● Page text:
VPA offers $1 per year for Richmond port
The Virginia Port Authority has proposed leasing the underutilized Port of Richmond for $1 per year for five years, with three five-year option periods, according to a non-binding letter of intent sent to city officials on June 29.
The offer essentially amounts to a long-term concession that would give the VPA complete control of the port's business functions.
As previously reported by American Shipper, the VPA, at the direction of Virginia Transportation Secretary Sean Connaughton, this year expressed interest in integrating the city-owned port with the state-operated port in Hampton Roads to help expand an existing tug-barge container service on the James River and reduce truck traffic to and from the Norfolk area on major highways.
Connaughton |
State officials want to develop Richmond into a river intermodal hub along the lines of the VPA's inland port in Front Royal, where containers are transferred between trucks and rail 220 miles from the container terminals in Norfolk and Portsmouth.
The VPA provided a copy of the letter from Executive Director Jerry Bridges outlining its plan for Richmond after The Virginian-Pilot first obtained the document from the city and broke the story through the use of a Virginia Freedom of Information Act request.
The state agency is still waiting for a response from Richmond officials, spokesman Joe Harris said.

● Supplied records:
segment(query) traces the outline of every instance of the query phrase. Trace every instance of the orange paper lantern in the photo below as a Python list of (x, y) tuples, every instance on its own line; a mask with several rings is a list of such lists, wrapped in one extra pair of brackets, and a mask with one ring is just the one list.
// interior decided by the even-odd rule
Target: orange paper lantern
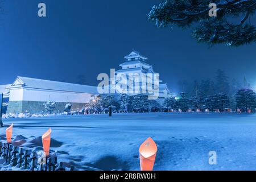
[(141, 171), (152, 171), (158, 147), (149, 137), (139, 147), (139, 160)]
[(11, 126), (9, 126), (6, 130), (5, 132), (6, 133), (6, 140), (7, 141), (7, 143), (11, 143), (11, 136), (13, 135), (13, 123), (11, 124)]
[(47, 131), (44, 133), (42, 136), (42, 140), (43, 142), (43, 147), (44, 148), (44, 151), (46, 155), (47, 156), (49, 154), (49, 147), (51, 143), (51, 133), (52, 133), (52, 129), (49, 129)]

● What you should do:
Return the passage of the Richmond port article word for word, starting at "As previously reported" and ending at "Norfolk and Portsmouth.". The records are separate material and have nothing to do with the Richmond port article.

● Full answer:
As previously reported by American Shipper, the VPA, at the direction of Virginia Transportation Secretary Sean Connaughton, this year expressed interest in integrating the city-owned port with the state-operated port in Hampton Roads to help expand an existing tug-barge container service on the James River and reduce truck traffic to and from the Norfolk area on major highways.
Connaughton |
State officials want to develop Richmond into a river intermodal hub along the lines of the VPA's inland port in Front Royal, where containers are transferred between trucks and rail 220 miles from the container terminals in Norfolk and Portsmouth.